Text for analysis section start
Imperatritsa Mariya was 168 m long at the waterline. She had a beam of 27.43 m and a draft of 8.36 m. Her displacement was 23600 LT at load, 1000 LT more than her designed displacement of 22600 LT. She proved to be very bow-heavy in service and tended to ship large amounts of water through her forward casemates. The ammunition for the forward 12 in guns was reduced from 100 to 70 rounds each, while the 130 mm ammunition was reduced from 245 to 100 rounds per gun, in an attempt to compensate for her trim. This did not fully cure the problem, but Imperatritsa Mariya was lost before any other changes could be implemented.

The ship was fitted with four Parsons-type steam turbines imported from John Brown & Company of the United Kingdom. They were designed for a total of 26000 shp, but produced 33200 shp on her sea trials using steam produced by 20 mixed-firing triangular Yarrow boilers with a working pressure of 17.5 atm. Designed speed was 21 kn. Her maximum coal capacity was 1700 LT plus 500 LT of fuel oil, which gave her a range of 1640 nmi at maximum speed. All of her electrical power was generated by three Curtis 360 kW main turbo generators and two 200 kW auxiliary units.
Text for analysis section end
Data shown section start
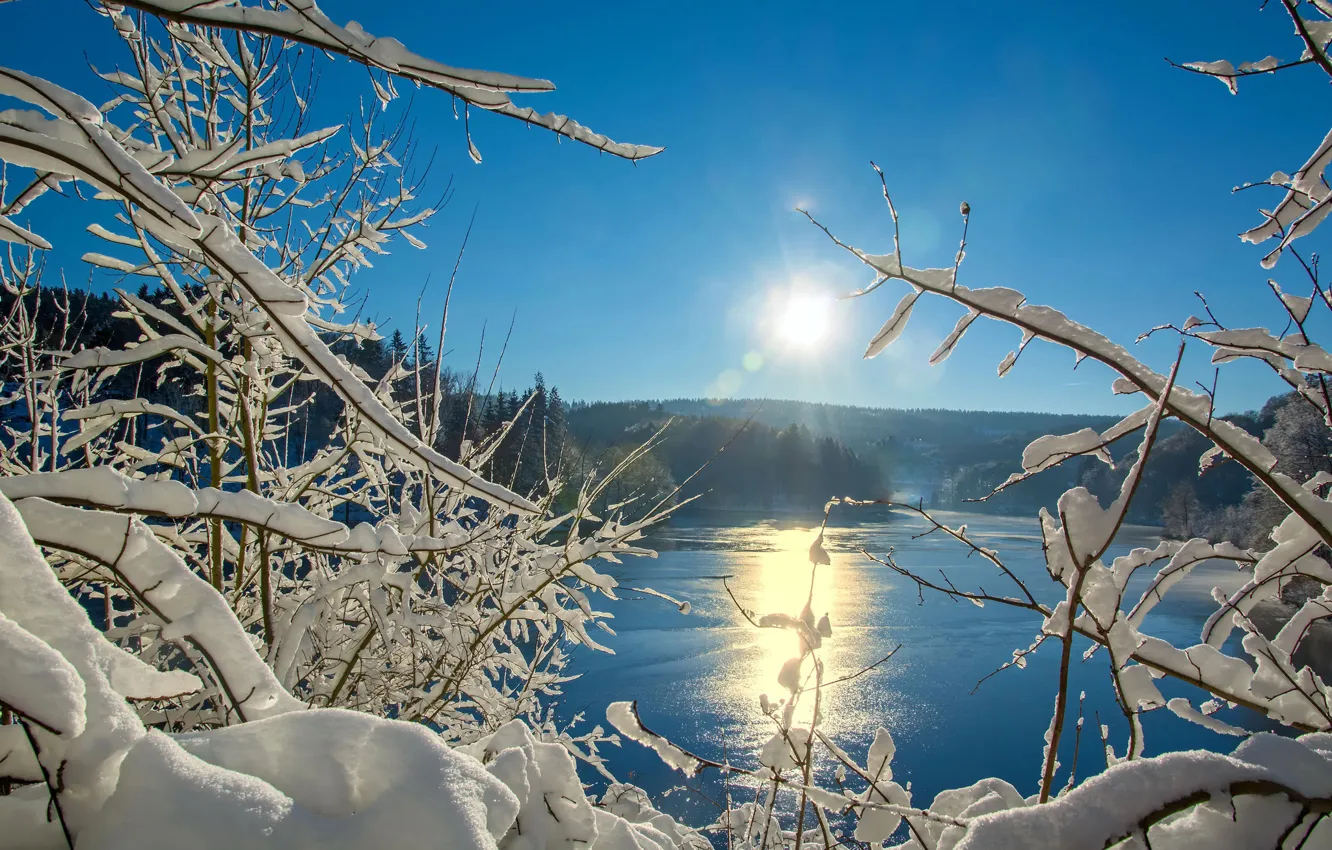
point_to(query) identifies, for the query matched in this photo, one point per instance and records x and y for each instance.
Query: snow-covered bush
(1272, 790)
(179, 657)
Data shown section end
• _Exercise instructions_
1: Can you turn the paragraph beginning "The ship was fitted with four Parsons-type steam turbines" in the text on Imperatritsa Mariya into a brief list that keeps its main facts?
2: Could you pick up the text on Imperatritsa Mariya after its final sentence and carry it on?

• _Set of answers_
1:
- Propulsion: four Parsons-type steam turbines imported from John Brown & Company, United Kingdom
- Power: designed for 26000 shp; produced 33200 shp on sea trials
- Boilers: 20 mixed-firing triangular Yarrow boilers, working pressure 17.5 atm
- Designed speed: 21 kn
- Fuel: up to 1700 LT of coal plus 500 LT of fuel oil
- Range: 1640 nmi at maximum speed
- Electrical power: three Curtis 360 kW main turbo generators and two 200 kW auxiliary units

2:
Her main armament consisted of a dozen 12-inch Obukhovskii Pattern 1907 guns mounted in four triple gun turrets distributed the length of the ship. Her secondary armament consisted of twenty 130 mm B7 Pattern 1913 guns mounted in casemates. They were arranged in two groups, six guns per side from the forward turret to the rear funnel and the remaining four were clustered around the rear turret. She was fitted with four 75 mm anti-aircraft guns, one mounted on the roof of each turret. Four 17.7 in submerged torpedo tubes were carried, two tubes on each broadside abaft the forward magazine.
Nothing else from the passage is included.